• [DIRECTIVES]:
- A) Translate this sentence from the Orient Express text into Spanish: "It was and is a service, and not a particular set of rolling stock."
- B) According to the Orient Express text, which class of sleeping-cars did the Orient Express use before the war?
- C) Please extend the Orient Express text, picking up after its final sentence about the restaurant car.
## start PAGE TEXT
There is, and cannot be, any such thing as the 'original' Orient Express, for a very good reason.  Take air travel.  Suppose there's a British Airways flight to New York called 'Flight BA123'.  Is there an actual unique aircraft called 'Flight BA123'...? Of course not.  'Flight BA123' is a abstract concept, a service, a departure, a 'flight', something which appears in the timetable, in the reservation system and on your ticket.  BA own a whole fleet of whichever type of aircraft is required to operate flight BA123 to New York, and any of these might be used to run that flight on any given day.  So it is with the Orient Express.  It was and is a service, and not a particular set of rolling stock.  In any case, it would have used different rolling stock at different periods in its history, and at any given time it would have required several sets of rolling stock to operate.  Think about it - in its heyday in the 1930s, it ran daily from Paris to Istanbul, a journey that took three nights.  On any given night, there must have been one Simplon Orient Express leaving Paris, another on its second night out from Paris, a third approaching Istanbul on the last night of its journey, and another three Simplon Orient Expresses travelling in the other direction towards Paris.  So there must have been at least six sets of rolling stock..!

Furthermore, both the Venice Simplon Orient Express and Nostalgic Orient Express use LX-class sleeping-cars dating from 1929, the most spacious and luxurious cars built for the Wagon-Lits company.  However, the real Orient Express and its sister trains didn't use LX sleepers, at least not for the through cars to Istanbul and Athens.  Before the war, the Orient Express used S-class sleeping-cars (dating from 1922, a few years older than the LX's with slightly smaller compartments and without all the wood marquetry of the LX sleepers), and after the war the Z-class.  LX sleepers were used on the trains such as the 'Blue Train' between Calais/Paris and the South of France, the 'Rome Express' from Calais/Paris to Rome and on the Paris-Berlin-Warsaw-Riga 'Nord Express'.  The Calais-Trieste sleeping car attached to the Simplon Orient Express would have been an LX in the 1930s.

 

 

Simplon Orient Express 1939

Below:  The 1939 timetable for the Simplon Orient Express.  At this period, the train consists exclusively of Wagons-Lits sleeping cars.  Note that the departure time for London is just the time of the train+ferry connection - the Simplon Orient Express starts in Calais.  The Taurus Express is a separate connecting train - see the Syria page.

Reproduced with kind permission from the 1939 edition of the Thomas Cook Continental Timetable,  © Thomas Cook

 
   

The Orient Express in its heyday - What was it really like..?

This might give you an idea of what travelling on the Orient Express was like in its heyday.

Departure from Istanbul...

Imagine it is the mid-1930s, and you are in Istanbul.  You dine at the Pera Palas Hotel, the hotel established by the Wagons-Lits Company in 1894 specifically to cater for Orient Express clientele, and still a great hotel today.  About 9pm, you head down to Sirkeci station for the 22:00 departure of the Orient Express.  You need to eat beforehand, because there is no restaurant car attached to the Orient Express when it leaves Istanbul - this isn't attached until Kapikule on the Turkish/Bulgarian border, in time to serve breakfast.
## end PAGE TEXT
## start SUPPLIED ENTRIES
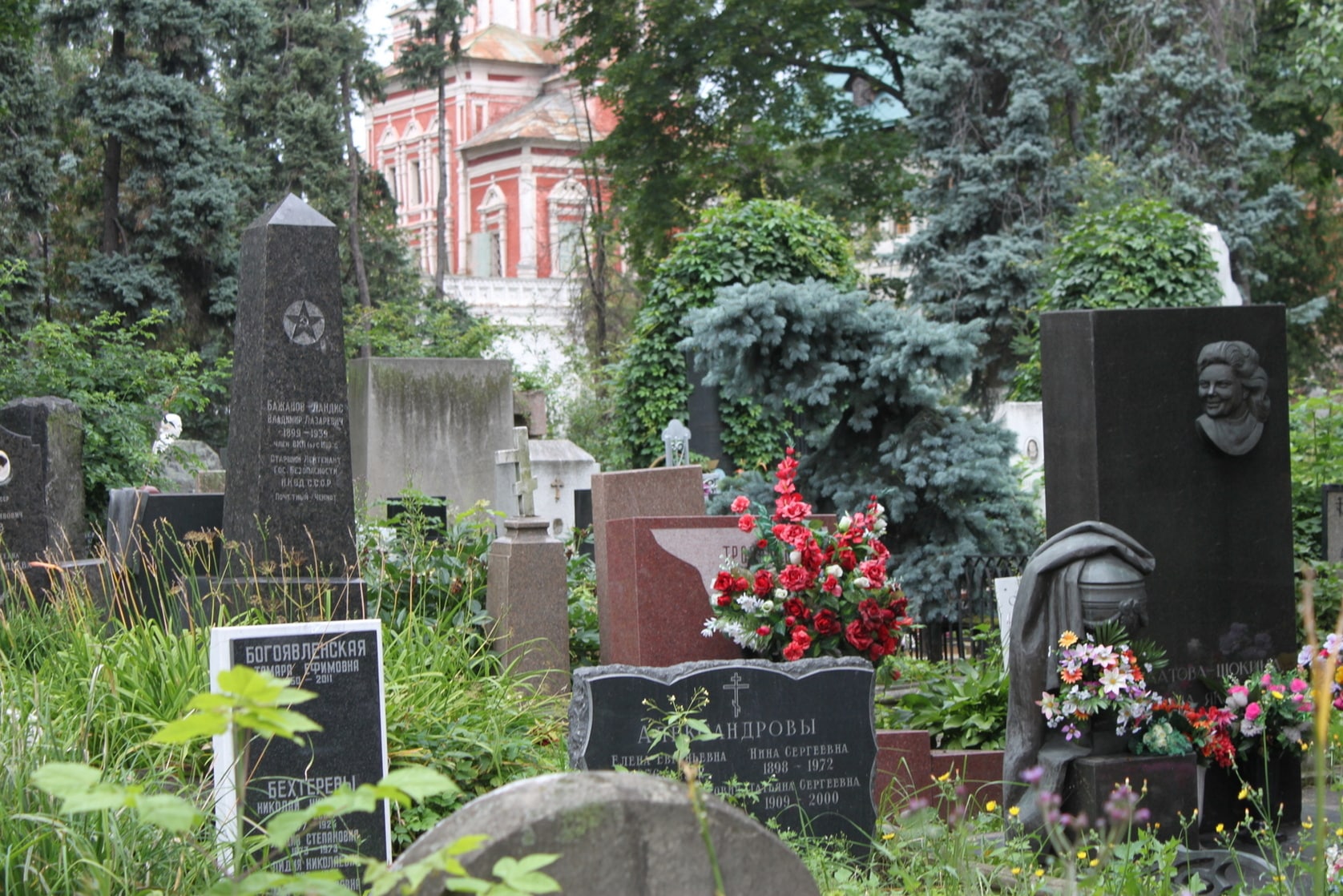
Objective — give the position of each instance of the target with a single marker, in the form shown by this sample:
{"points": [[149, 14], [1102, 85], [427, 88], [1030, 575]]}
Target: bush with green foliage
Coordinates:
{"points": [[123, 385], [754, 242], [1139, 254], [873, 389]]}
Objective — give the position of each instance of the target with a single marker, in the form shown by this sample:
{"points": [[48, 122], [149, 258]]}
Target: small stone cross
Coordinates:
{"points": [[676, 437], [736, 687], [524, 484]]}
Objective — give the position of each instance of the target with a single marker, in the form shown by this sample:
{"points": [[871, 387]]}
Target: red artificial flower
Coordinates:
{"points": [[857, 634], [796, 578], [874, 571], [826, 622]]}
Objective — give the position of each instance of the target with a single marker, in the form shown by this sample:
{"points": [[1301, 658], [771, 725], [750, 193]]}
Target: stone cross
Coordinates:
{"points": [[524, 484], [676, 437]]}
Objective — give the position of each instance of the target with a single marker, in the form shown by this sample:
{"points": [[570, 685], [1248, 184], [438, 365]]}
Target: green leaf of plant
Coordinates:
{"points": [[168, 812], [66, 778]]}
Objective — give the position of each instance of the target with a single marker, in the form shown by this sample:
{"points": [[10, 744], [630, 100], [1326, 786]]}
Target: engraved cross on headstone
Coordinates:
{"points": [[676, 437], [736, 687], [524, 484]]}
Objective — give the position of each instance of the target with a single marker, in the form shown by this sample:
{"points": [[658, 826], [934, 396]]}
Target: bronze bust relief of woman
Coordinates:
{"points": [[1233, 389]]}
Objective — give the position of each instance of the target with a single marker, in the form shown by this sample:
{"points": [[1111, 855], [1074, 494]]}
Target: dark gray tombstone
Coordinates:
{"points": [[1126, 443], [343, 664], [42, 480], [290, 498], [804, 727], [617, 834]]}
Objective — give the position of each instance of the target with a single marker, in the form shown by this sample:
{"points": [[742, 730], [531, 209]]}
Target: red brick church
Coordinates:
{"points": [[516, 124]]}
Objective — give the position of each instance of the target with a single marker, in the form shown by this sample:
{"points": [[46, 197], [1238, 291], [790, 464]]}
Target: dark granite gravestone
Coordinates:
{"points": [[42, 480], [805, 727], [1120, 398], [290, 498], [343, 664], [164, 542]]}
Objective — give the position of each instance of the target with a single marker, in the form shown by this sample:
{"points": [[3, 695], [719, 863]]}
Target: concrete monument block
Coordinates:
{"points": [[429, 423]]}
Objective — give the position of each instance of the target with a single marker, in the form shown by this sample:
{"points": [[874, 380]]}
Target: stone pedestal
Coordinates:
{"points": [[528, 598], [1170, 785]]}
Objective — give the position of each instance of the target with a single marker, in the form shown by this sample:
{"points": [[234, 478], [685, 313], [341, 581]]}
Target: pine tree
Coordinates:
{"points": [[869, 385]]}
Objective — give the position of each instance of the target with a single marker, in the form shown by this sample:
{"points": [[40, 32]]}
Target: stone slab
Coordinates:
{"points": [[659, 576], [343, 664], [290, 488], [676, 490], [804, 727], [1168, 785], [617, 834], [430, 425], [45, 482], [526, 595], [1120, 391]]}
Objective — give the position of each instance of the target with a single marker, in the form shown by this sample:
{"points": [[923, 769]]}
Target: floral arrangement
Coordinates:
{"points": [[1096, 677], [808, 591], [1269, 712], [1176, 729]]}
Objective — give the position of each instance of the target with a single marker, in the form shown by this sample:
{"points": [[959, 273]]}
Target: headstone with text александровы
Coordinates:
{"points": [[801, 731]]}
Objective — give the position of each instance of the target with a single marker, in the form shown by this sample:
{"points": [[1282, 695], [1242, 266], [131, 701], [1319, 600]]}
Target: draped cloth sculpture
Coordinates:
{"points": [[1049, 602]]}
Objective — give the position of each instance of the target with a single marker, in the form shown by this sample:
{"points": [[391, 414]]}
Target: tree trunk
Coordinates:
{"points": [[441, 234], [356, 252], [111, 164]]}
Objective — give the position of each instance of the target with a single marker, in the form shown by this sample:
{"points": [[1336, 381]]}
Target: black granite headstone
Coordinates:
{"points": [[1120, 402], [290, 496], [805, 727], [42, 480], [343, 664]]}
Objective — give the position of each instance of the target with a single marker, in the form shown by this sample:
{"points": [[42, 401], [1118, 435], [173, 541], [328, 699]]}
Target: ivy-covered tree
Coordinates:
{"points": [[870, 387], [752, 242], [152, 198]]}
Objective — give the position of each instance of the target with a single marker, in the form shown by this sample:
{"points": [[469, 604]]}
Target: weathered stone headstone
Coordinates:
{"points": [[526, 591], [804, 727], [42, 480], [1122, 395], [676, 490], [560, 468], [343, 664], [1333, 528], [617, 834], [659, 579], [430, 425], [290, 498]]}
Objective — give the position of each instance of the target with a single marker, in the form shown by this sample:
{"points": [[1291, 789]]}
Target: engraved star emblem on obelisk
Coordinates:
{"points": [[304, 323]]}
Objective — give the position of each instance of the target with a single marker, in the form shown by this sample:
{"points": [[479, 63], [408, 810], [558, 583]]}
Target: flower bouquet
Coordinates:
{"points": [[808, 591], [1271, 712], [1098, 679]]}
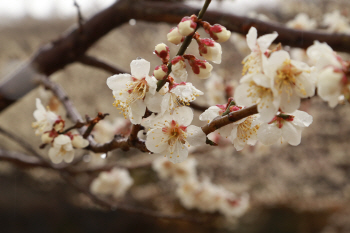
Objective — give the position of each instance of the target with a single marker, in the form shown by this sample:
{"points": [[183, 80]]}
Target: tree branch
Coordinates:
{"points": [[97, 63]]}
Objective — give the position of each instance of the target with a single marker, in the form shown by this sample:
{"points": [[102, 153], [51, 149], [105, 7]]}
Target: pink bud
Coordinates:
{"points": [[219, 33], [162, 51], [187, 26], [210, 50], [160, 72], [174, 36], [201, 68]]}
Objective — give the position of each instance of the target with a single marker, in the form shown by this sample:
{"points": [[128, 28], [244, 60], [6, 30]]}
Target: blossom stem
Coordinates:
{"points": [[184, 45]]}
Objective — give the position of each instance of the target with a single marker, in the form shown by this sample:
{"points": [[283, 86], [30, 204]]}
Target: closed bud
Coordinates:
{"points": [[210, 50], [162, 51], [174, 36], [219, 33], [160, 72], [187, 26]]}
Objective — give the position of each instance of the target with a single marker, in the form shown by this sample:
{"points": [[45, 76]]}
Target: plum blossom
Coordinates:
{"points": [[290, 80], [131, 92], [210, 50], [330, 72], [253, 63], [286, 126], [256, 89], [241, 132], [45, 119], [115, 183], [175, 37], [172, 134]]}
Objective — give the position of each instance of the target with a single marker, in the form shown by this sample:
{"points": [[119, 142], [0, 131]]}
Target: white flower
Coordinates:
{"points": [[258, 46], [330, 73], [286, 126], [210, 50], [61, 150], [336, 22], [131, 92], [240, 133], [175, 37], [115, 183], [186, 26], [290, 80], [79, 142], [180, 172], [215, 87], [302, 22], [45, 119], [256, 89], [160, 72], [219, 33], [171, 135], [178, 69]]}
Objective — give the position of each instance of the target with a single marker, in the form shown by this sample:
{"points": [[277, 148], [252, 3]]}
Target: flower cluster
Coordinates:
{"points": [[202, 195], [113, 183], [50, 127]]}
## end SUPPLIED ENTRIES
• [PER-TASK OUTPUTS]:
- A) Era y es un servicio, y no un conjunto particular de material rodante.

- B) The S-class sleeping-cars, dating from 1922.

- C)
At Sirkeci station, under the station lights, you catch you first glimpse of the blue and gold sleeping-cars of the Orient Express.  It's a very short train - Just four sleeping-cars, with a baggage van ('fourgon' in French) at either end.  The train isn't so much a train as a collection of through sleeping cars, made up as follows:

  • Two sleeping-cars make up the 'Simplon Orient Express' from Istanbul to Paris (Gare de Lyon) via Sofia, Belgrade, Zagreb, Trieste, Venice, Milan, Lausanne, and Dijon.  Just one of these two sleepers goes through to Calais for the London connection.
  • Depending on the day of the week, the third sleeping-car is either the 3-times-a-week 'Orient Express' sleeping-car for Paris (Gare de l'Est) via Sofia, Belgrade, Budapest, Vienna, Munich and Strasbourg, or the 3-times-a-week 'Oostende-Vienna Orient Express' sleeper for Brussels and Oostende (with a boat connection for Dover for the train to London) via Sofia, Belgrade, Budapest, Vienna, Frankfurt and Cologne.

  • Depending on the day of the week, the fourth sleeping-car is either Istanbul-Berlin (4 times a week) or Istanbul-Prague (3 times a week).
On board the Orient Express sleeping-cars...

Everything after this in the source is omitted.